### To do
Send back the entries below exactly as they appear.

### Location identification entries
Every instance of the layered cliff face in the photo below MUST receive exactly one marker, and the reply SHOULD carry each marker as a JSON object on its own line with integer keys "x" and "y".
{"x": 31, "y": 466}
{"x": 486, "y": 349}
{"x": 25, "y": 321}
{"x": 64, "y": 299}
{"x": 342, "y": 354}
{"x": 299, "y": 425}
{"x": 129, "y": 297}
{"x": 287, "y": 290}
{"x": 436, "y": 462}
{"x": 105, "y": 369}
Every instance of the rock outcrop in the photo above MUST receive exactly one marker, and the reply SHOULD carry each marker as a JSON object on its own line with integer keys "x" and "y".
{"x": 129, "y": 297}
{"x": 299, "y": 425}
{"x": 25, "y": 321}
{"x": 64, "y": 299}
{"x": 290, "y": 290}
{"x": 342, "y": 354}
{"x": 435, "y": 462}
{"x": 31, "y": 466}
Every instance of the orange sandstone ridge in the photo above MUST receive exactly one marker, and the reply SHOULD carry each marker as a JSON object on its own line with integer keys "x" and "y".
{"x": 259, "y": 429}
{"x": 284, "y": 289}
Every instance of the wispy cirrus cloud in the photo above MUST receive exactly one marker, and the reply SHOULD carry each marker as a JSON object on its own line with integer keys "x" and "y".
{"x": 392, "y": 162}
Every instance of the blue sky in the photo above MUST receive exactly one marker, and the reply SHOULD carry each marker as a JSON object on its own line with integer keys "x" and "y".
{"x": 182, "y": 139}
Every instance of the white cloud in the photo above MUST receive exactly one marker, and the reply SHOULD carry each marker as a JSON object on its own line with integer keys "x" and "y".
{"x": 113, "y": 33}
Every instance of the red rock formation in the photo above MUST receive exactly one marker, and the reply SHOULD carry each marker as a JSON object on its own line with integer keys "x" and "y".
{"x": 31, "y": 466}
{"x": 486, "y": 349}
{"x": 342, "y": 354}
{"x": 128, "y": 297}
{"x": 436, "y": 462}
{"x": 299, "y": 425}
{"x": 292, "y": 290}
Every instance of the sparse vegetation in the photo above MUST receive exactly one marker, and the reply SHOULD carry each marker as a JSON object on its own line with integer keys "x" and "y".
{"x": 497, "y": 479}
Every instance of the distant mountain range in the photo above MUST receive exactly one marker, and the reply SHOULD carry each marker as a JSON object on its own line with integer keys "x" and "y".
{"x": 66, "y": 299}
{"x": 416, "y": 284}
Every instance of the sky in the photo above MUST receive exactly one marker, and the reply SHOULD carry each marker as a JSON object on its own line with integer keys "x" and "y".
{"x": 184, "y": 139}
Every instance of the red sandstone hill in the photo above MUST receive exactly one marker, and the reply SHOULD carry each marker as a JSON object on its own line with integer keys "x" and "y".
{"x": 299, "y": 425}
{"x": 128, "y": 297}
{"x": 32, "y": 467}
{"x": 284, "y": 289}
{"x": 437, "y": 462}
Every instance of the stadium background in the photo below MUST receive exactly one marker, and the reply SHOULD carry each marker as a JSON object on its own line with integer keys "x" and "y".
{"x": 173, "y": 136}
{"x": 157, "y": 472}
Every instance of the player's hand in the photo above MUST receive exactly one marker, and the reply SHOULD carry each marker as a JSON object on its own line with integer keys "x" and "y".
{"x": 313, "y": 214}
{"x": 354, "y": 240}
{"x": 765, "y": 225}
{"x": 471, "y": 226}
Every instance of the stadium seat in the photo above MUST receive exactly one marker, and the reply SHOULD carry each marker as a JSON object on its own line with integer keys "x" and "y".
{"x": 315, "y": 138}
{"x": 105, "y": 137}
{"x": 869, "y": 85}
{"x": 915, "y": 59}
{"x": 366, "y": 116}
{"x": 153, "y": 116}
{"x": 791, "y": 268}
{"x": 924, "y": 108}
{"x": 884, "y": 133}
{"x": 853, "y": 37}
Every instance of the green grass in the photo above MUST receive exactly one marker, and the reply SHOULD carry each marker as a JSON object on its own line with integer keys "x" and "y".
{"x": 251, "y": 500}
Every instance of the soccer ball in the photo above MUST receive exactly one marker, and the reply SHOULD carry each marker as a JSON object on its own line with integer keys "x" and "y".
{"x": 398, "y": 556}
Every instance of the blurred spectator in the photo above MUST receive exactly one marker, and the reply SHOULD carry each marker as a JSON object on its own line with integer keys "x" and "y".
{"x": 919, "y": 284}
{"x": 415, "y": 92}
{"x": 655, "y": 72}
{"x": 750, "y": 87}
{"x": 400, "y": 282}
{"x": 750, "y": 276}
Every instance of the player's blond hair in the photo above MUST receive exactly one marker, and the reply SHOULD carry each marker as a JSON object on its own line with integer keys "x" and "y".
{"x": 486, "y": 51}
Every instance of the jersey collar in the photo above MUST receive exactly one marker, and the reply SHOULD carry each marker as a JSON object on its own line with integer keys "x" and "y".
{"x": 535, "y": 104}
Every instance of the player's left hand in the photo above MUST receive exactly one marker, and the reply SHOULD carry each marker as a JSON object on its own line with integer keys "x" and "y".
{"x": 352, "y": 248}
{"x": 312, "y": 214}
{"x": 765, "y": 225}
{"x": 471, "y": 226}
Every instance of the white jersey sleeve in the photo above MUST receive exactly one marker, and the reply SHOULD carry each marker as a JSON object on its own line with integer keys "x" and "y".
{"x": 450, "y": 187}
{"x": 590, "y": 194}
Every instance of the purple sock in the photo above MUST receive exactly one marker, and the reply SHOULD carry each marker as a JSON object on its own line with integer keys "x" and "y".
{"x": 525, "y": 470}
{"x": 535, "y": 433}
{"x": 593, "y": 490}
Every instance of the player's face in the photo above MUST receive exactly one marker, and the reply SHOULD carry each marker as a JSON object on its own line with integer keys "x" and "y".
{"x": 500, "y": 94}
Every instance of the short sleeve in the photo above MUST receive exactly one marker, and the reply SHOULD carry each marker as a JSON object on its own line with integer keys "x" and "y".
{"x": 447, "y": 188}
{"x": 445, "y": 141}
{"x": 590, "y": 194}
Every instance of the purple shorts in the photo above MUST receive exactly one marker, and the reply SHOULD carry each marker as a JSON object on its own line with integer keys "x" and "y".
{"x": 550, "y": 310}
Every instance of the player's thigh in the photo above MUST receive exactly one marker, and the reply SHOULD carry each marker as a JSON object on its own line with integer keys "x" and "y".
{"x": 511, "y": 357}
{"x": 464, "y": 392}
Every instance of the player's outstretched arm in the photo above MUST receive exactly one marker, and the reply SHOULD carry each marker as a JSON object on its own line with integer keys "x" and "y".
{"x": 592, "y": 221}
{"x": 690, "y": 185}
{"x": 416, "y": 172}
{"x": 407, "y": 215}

### Task response
Every instance of the layered cliff face in the photo below MUST receive exactly one marker, and the reply SHOULD carry each marker as a JSON object on its own line with integer keys "x" and "y".
{"x": 31, "y": 466}
{"x": 486, "y": 349}
{"x": 25, "y": 321}
{"x": 64, "y": 299}
{"x": 342, "y": 354}
{"x": 299, "y": 425}
{"x": 129, "y": 297}
{"x": 287, "y": 290}
{"x": 436, "y": 462}
{"x": 105, "y": 369}
Every instance of the rock outcrop in the photo above MUST receive exactly one marker, and the reply SHOULD carry each marker as a JSON object on its own line with integer keys "x" and "y".
{"x": 129, "y": 297}
{"x": 299, "y": 425}
{"x": 25, "y": 321}
{"x": 64, "y": 299}
{"x": 290, "y": 290}
{"x": 342, "y": 354}
{"x": 435, "y": 462}
{"x": 31, "y": 466}
Every instance of the orange sandstone ridge in the photo above MUST receive exactly one marker, and the reply SHOULD carry each marker as a JSON object on its own line with integer keys "x" and "y".
{"x": 259, "y": 429}
{"x": 284, "y": 289}
Every instance of the wispy cirrus cloud in the photo above MUST receive exactly one marker, and the reply SHOULD carry each marker as a JSON object on its own line with integer keys "x" and "y".
{"x": 392, "y": 162}
Every instance of the blue sky in the photo above MUST receive exactly one marker, and the reply SHOULD carry each marker as a JSON object on its own line with integer keys "x" and "y".
{"x": 182, "y": 139}
Every instance of the white cloud in the photo above MUST receive exactly one marker, and the reply SHOULD carry each marker as a JSON object on its own line with integer keys "x" and "y".
{"x": 113, "y": 33}
Every instance of the red rock formation in the photo above MUST receive exactly one marker, and the reply SHOULD carry each marker as a JSON object on its own line with integer keys "x" and "y".
{"x": 31, "y": 466}
{"x": 486, "y": 349}
{"x": 342, "y": 354}
{"x": 128, "y": 297}
{"x": 436, "y": 462}
{"x": 299, "y": 425}
{"x": 292, "y": 290}
Every instance of the sparse vegetation in the photo above MUST receive exactly one marker, and the reply SHOULD carry each marker as a JSON object on its own line with integer keys "x" and "y".
{"x": 497, "y": 479}
Every instance of the distant mountain range in the photo above MUST receive exactly one marker, and the reply SHOULD carry each marker as a JSON object on its own line with integer keys "x" and "y".
{"x": 66, "y": 299}
{"x": 416, "y": 284}
Every instance of the sky in the photo above MUST receive exactly one marker, and the reply SHOULD carry each marker as a JSON object on its own line with integer keys "x" and "y".
{"x": 184, "y": 139}
Every instance of the red sandstone hill in the photo above MUST receive exactly one marker, and the reply SHOULD carry each marker as a JSON object on its own line with integer keys "x" and "y".
{"x": 299, "y": 425}
{"x": 128, "y": 297}
{"x": 32, "y": 467}
{"x": 284, "y": 289}
{"x": 437, "y": 462}
Every instance of the stadium background in the photo below MUST receive exactly one marker, and the reply SHOULD carry each marker as a JSON object on its own line with integer keys "x" and "y".
{"x": 173, "y": 136}
{"x": 157, "y": 472}
Every instance of the player's hand in the photo above MUST receive exactly one marker, and the reply SHOULD carry each marker as a JSON object on its own line with integer keys "x" and "y".
{"x": 313, "y": 214}
{"x": 354, "y": 240}
{"x": 765, "y": 225}
{"x": 471, "y": 226}
Every instance of the stadium seat in the photo above MUST receive exactly one marker, and the reply SHOULD carry each marker as a JSON object on its own line with integer keys "x" and "y".
{"x": 315, "y": 138}
{"x": 105, "y": 137}
{"x": 869, "y": 85}
{"x": 915, "y": 59}
{"x": 366, "y": 116}
{"x": 153, "y": 116}
{"x": 791, "y": 268}
{"x": 924, "y": 108}
{"x": 884, "y": 133}
{"x": 853, "y": 37}
Every instance of the green grass in the photo above MUST receive exactly one marker, and the reply SHOULD carry each marker as a JSON object on its own line with integer keys "x" and "y".
{"x": 251, "y": 500}
Every instance of the soccer ball in the photo above MUST receive exactly one marker, and the reply SHOULD carry each marker as a JSON object on its own line with integer keys "x" and "y".
{"x": 398, "y": 556}
Every instance of the blurred spectator in the photo above MUST receive exactly one marker, and the reply SHOULD carry each marker as a JSON object on its own line with integer keys "x" and "y".
{"x": 919, "y": 284}
{"x": 415, "y": 92}
{"x": 655, "y": 72}
{"x": 750, "y": 87}
{"x": 400, "y": 282}
{"x": 750, "y": 276}
Every instance of the player's blond hair in the photo above MUST receive exactly one marker, and the reply SHOULD carry each marker as a JSON object on its own line with integer keys "x" and "y".
{"x": 486, "y": 51}
Every instance of the jersey collar in the photo above MUST receive exactly one marker, and the reply SHOULD carry each marker as a JSON object on its own line with integer keys "x" and "y".
{"x": 535, "y": 104}
Every instance of the player's left hand in the photo above MUST receive exactly one marker, and the reply SHOULD carry each marker as a JSON object on its own line with integer keys "x" and "y".
{"x": 352, "y": 248}
{"x": 312, "y": 214}
{"x": 765, "y": 225}
{"x": 471, "y": 226}
Every instance of the white jersey sleeve in the photo above MUST receive exactly one marker, and the reply SHOULD carry each marker as a JSON object on its own line with integer keys "x" and "y".
{"x": 450, "y": 187}
{"x": 590, "y": 194}
Every instance of the purple sock in the photo above MUST receive exactly one marker, and the reply SHOULD carry each marker as a JSON object on its own line with integer keys "x" and "y".
{"x": 525, "y": 470}
{"x": 535, "y": 433}
{"x": 593, "y": 490}
Every instance of the player's face in the photo above MUST receive exactly one marker, and the reply SHOULD carry each marker as a JSON object on its own line with integer keys "x" and "y".
{"x": 500, "y": 94}
Every instance of the short sleeve in the photo above MUST receive exactly one marker, and the reply SHOULD carry each marker as a JSON object on its own line with integer keys "x" and "y".
{"x": 447, "y": 188}
{"x": 445, "y": 141}
{"x": 590, "y": 194}
Every instance of the purple shorts in the photo above MUST receive exactly one marker, and the reply SHOULD carry each marker as a JSON object on its own line with integer keys "x" and "y".
{"x": 550, "y": 310}
Every instance of the player's thigh in the photo above MUST receive exactly one marker, and the reply SHOULD carry each marker as a JSON object on its own line with integer keys "x" and "y".
{"x": 511, "y": 357}
{"x": 464, "y": 392}
Every instance of the player's outstretched arm in the photo above MUST receive exactly one marker, and the reply SHOULD carry each marker as a JSON object on its own line with integer keys "x" and "y".
{"x": 592, "y": 221}
{"x": 690, "y": 185}
{"x": 416, "y": 172}
{"x": 407, "y": 215}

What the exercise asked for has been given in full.